Top of Quoted passage
Development panel excluded from forum Commissioners disagree on omission

August 17, 1993|By Donna E. Boller | Donna E. Boller,Staff Writer

Carroll's commissioners met privately with commercial development specialists last month to discuss how the Industrial Development Authority should market some property the county expects to acquire -- but no one invited the authority.

The commissioners are divided about how it happened that the five-member authority was not represented.

The July 20 meeting brought together real estate professionals and economic development specialists to advise the commissioners on how to develop property along Routes 482 and 30 in Hampstead. The approximately 400-acre tract is owned by Carroll County General Hospital, which seeks to swap part of it for the County Health Department building in Westminster.

Commissioner Donald I. Dell said he was surprised not to see members of the authority at the meeting. "I thought they were going to be present. I guess I assumed that. It was an IDA meeting and the IDA wasn't represented," Mr. Dell said.

Commissioner Elmer C. Lippy said the omission was intentional. "We wanted to get an opinion from a panel of experts. We didn't want the IDA there because it was possible they might have tried to promote their own cause," he said.

Mr. Lippy explained that he wanted opinions on whether the authority should develop the property or simply act as sales agent. If IDA members were present, they would understandably seek the largest possible role, he said.
Bottom of Quoted passage
Top of Data for analysis
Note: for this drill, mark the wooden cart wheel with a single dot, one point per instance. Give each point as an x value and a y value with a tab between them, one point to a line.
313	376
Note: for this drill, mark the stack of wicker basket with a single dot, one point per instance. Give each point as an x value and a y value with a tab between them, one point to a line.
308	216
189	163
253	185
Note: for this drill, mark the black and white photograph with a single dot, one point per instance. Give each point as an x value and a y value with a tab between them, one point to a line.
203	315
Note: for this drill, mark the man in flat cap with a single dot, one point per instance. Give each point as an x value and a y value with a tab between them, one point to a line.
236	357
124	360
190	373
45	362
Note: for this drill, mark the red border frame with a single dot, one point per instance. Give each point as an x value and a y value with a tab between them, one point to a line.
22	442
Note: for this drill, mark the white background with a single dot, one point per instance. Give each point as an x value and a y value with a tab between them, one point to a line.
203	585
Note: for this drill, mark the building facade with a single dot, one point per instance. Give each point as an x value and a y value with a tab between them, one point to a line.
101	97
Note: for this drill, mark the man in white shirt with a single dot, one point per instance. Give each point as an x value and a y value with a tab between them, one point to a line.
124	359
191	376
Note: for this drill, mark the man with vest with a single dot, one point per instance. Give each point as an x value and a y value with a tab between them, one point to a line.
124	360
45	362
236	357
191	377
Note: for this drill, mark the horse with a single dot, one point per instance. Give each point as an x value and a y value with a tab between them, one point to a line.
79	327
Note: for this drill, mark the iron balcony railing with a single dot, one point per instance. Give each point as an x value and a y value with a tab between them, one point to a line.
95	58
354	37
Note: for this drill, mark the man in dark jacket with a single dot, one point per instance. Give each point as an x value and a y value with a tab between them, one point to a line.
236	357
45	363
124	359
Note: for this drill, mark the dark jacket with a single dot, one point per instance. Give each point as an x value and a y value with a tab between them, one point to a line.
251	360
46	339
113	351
Bottom of Data for analysis
● Your objective:
From the news article on the development panel, reproduce the part that opens with the words "Development panel excluded" and closes with "building in Westminster.", substituting "property brokers" for "real estate professionals".

● Output:
Development panel excluded from forum Commissioners disagree on omission

August 17, 1993|By Donna E. Boller | Donna E. Boller,Staff Writer

Carroll's commissioners met privately with commercial development specialists last month to discuss how the Industrial Development Authority should market some property the county expects to acquire -- but no one invited the authority.

The commissioners are divided about how it happened that the five-member authority was not represented.

The July 20 meeting brought together property brokers and economic development specialists to advise the commissioners on how to develop property along Routes 482 and 30 in Hampstead. The approximately 400-acre tract is owned by Carroll County General Hospital, which seeks to swap part of it for the County Health Department building in Westminster.